**Prompt 1**
Output the entries verbatim, starting at their first line and ending at the line that contains "45), (1, 46)]", including both of those lines.

**Given text**
╔══

Isaiah 35

by James Dunn.

The dating of Isaiah is always a problem (were two or three Isaiahs combined?) and it is quite probable that prophecies of different times were put together.   Chapters 34-35 seem to have been an original prophecy, perhaps from the time of king Hezekiah when Judah was in rebellion against the regional super-power of Assyria at the end of the 8th century BC.   But here the target is particularly Edom, the kingdom to the south of the Dead Sea, founded by Esau, son of Isaac and brother of Jacob.   Later on, in the time of Nebuchadnezzar of Babylon, the Edomites helped plunder Jerusalem and slaughter the Judeans.   It was particularly for this reason that the prophets denounced Edom so violently (34.5-9; Jer. 49.7-22;  see also Ps. 60.8 and 108.9).

The striking feature of these two chapters is the sharp contrast between Isa. 34’s emphasis on divine judgment and 35’s bright hope and promise.   34 was all about the Lord’s rage ‘against all the nations’ (34.2), and his ‘day of vengeance’ against Edom in particular (34.9) leaving it a waste land (34.9-15).   The contrast in chapter 35 could hardly be stronger:  the wilderness shall be glad, the desert blossom (35.1);  the weak hands and feeble knees strengthened (35.3);  the assurance of God coming to save them (35.4);  water breaking forth in the wilderness (35.6);  a highway opened up for the Lord’s people to return to Zion with joy (35.8-10).

What is particularly striking for Christians is the fact that Jesus took up 35.5-6 as hopes that had been fulfilled in his own ministry.   Isaiah had prophesied that the eyes of the blind would be opened, the ears of the deaf unstopped, the lame would leap like a deer, and the tongue of the speechless would sing for joy.   It is noteworthy that it was on precisely this passage that Jesus drew when he answered the query from the imprisoned Baptist, whether he (Jesus) was the one whose coming the Baptist had predicted.   ‘Go and tell John what you hear and see:  the blind receive their sight, the lame walk, the lepers are cleansed, the deaf hear . . .’ (Matt. 11.5/Luke 7.22).

╚══

**Listing**
╔══

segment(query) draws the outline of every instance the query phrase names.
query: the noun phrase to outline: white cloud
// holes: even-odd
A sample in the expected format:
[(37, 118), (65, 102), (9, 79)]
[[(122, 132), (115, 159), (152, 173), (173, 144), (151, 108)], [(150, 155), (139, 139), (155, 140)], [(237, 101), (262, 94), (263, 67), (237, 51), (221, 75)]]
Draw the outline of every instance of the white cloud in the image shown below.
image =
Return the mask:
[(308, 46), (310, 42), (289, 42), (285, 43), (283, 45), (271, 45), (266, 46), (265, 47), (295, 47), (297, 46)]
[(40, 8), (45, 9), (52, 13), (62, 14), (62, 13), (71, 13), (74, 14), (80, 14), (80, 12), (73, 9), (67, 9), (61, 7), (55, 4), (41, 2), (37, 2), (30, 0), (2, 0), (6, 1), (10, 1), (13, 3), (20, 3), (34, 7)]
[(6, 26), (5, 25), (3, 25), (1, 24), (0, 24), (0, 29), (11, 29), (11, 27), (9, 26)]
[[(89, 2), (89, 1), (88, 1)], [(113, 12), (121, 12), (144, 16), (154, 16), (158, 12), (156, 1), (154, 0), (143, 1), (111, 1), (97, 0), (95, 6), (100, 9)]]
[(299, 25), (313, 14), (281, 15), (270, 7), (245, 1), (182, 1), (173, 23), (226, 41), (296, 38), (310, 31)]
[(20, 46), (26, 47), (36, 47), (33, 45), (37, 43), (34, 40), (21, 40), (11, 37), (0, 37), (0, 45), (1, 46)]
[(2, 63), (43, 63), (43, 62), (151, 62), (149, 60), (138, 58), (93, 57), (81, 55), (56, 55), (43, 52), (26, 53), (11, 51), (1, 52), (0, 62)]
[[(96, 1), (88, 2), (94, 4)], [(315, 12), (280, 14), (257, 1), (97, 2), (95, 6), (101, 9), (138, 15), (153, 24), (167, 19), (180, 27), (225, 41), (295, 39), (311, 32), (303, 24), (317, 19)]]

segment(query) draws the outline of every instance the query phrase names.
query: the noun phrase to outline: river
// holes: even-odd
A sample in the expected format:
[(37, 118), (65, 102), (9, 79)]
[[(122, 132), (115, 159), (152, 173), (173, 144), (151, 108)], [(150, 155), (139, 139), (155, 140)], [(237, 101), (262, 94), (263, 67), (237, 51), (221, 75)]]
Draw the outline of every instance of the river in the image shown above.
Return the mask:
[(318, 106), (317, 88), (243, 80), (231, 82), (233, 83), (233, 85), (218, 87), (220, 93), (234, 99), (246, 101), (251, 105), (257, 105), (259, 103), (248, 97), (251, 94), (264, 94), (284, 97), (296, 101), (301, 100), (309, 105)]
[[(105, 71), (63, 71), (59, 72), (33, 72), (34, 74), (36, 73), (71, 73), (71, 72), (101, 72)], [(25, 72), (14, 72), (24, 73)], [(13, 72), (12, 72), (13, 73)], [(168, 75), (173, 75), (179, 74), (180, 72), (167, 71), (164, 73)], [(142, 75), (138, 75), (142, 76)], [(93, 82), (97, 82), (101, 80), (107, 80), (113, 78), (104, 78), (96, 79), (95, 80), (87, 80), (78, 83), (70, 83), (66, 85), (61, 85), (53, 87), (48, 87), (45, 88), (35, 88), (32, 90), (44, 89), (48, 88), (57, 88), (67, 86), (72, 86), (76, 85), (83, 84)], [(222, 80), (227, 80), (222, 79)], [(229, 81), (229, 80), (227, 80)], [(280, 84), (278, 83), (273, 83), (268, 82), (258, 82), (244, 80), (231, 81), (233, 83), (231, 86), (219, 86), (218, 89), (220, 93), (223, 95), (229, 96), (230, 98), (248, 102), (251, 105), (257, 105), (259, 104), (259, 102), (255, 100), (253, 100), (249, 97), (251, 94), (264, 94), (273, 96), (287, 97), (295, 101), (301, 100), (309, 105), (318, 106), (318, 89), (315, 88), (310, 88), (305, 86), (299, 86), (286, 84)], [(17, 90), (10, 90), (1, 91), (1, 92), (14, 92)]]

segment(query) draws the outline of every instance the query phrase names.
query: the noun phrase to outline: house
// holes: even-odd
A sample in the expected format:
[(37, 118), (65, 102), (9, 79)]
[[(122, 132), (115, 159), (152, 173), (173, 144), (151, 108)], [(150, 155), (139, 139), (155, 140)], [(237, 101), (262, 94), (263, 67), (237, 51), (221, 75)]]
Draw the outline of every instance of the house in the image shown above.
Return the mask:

╚══

**Prompt 2**
Return the passage of the Isaiah 35 commentary verbatim, starting at "The dating of" and ending at "60.8 and 108.9).".

**Reply 1**
segment(query) draws the outline of every instance the query phrase names.
query: the noun phrase to outline: white cloud
// holes: even-odd
A sample in the expected format:
[(37, 118), (65, 102), (9, 79)]
[[(122, 132), (115, 159), (152, 173), (173, 144), (151, 108)], [(150, 155), (139, 139), (155, 140)], [(237, 101), (262, 94), (263, 67), (237, 51), (221, 75)]]
Draw the outline of every instance of the white cloud in the image shown below.
image =
Return the mask:
[(308, 46), (310, 42), (289, 42), (285, 43), (283, 45), (271, 45), (266, 46), (265, 47), (295, 47), (297, 46)]
[(40, 8), (45, 9), (52, 13), (62, 14), (62, 13), (71, 13), (74, 14), (80, 14), (80, 12), (73, 9), (67, 9), (61, 7), (55, 4), (41, 2), (37, 2), (30, 0), (2, 0), (6, 1), (10, 1), (13, 3), (20, 3), (34, 7)]
[(6, 26), (5, 25), (3, 25), (1, 24), (0, 24), (0, 29), (11, 29), (11, 27), (9, 26)]
[[(89, 2), (89, 1), (88, 1)], [(113, 12), (121, 12), (144, 16), (154, 16), (158, 12), (156, 1), (154, 0), (143, 1), (111, 1), (97, 0), (95, 6), (100, 9)]]
[(299, 25), (313, 14), (281, 15), (270, 7), (245, 1), (182, 1), (173, 23), (226, 41), (296, 38), (310, 31)]
[(20, 46), (26, 47), (36, 47), (33, 45), (37, 43), (34, 40), (21, 40), (11, 37), (0, 37), (0, 45), (1, 46)]

**Reply 2**
The dating of Isaiah is always a problem (were two or three Isaiahs combined?) and it is quite probable that prophecies of different times were put together.   Chapters 34-35 seem to have been an original prophecy, perhaps from the time of king Hezekiah when Judah was in rebellion against the regional super-power of Assyria at the end of the 8th century BC.   But here the target is particularly Edom, the kingdom to the south of the Dead Sea, founded by Esau, son of Isaac and brother of Jacob.   Later on, in the time of Nebuchadnezzar of Babylon, the Edomites helped plunder Jerusalem and slaughter the Judeans.   It was particularly for this reason that the prophets denounced Edom so violently (34.5-9; Jer. 49.7-22;  see also Ps. 60.8 and 108.9).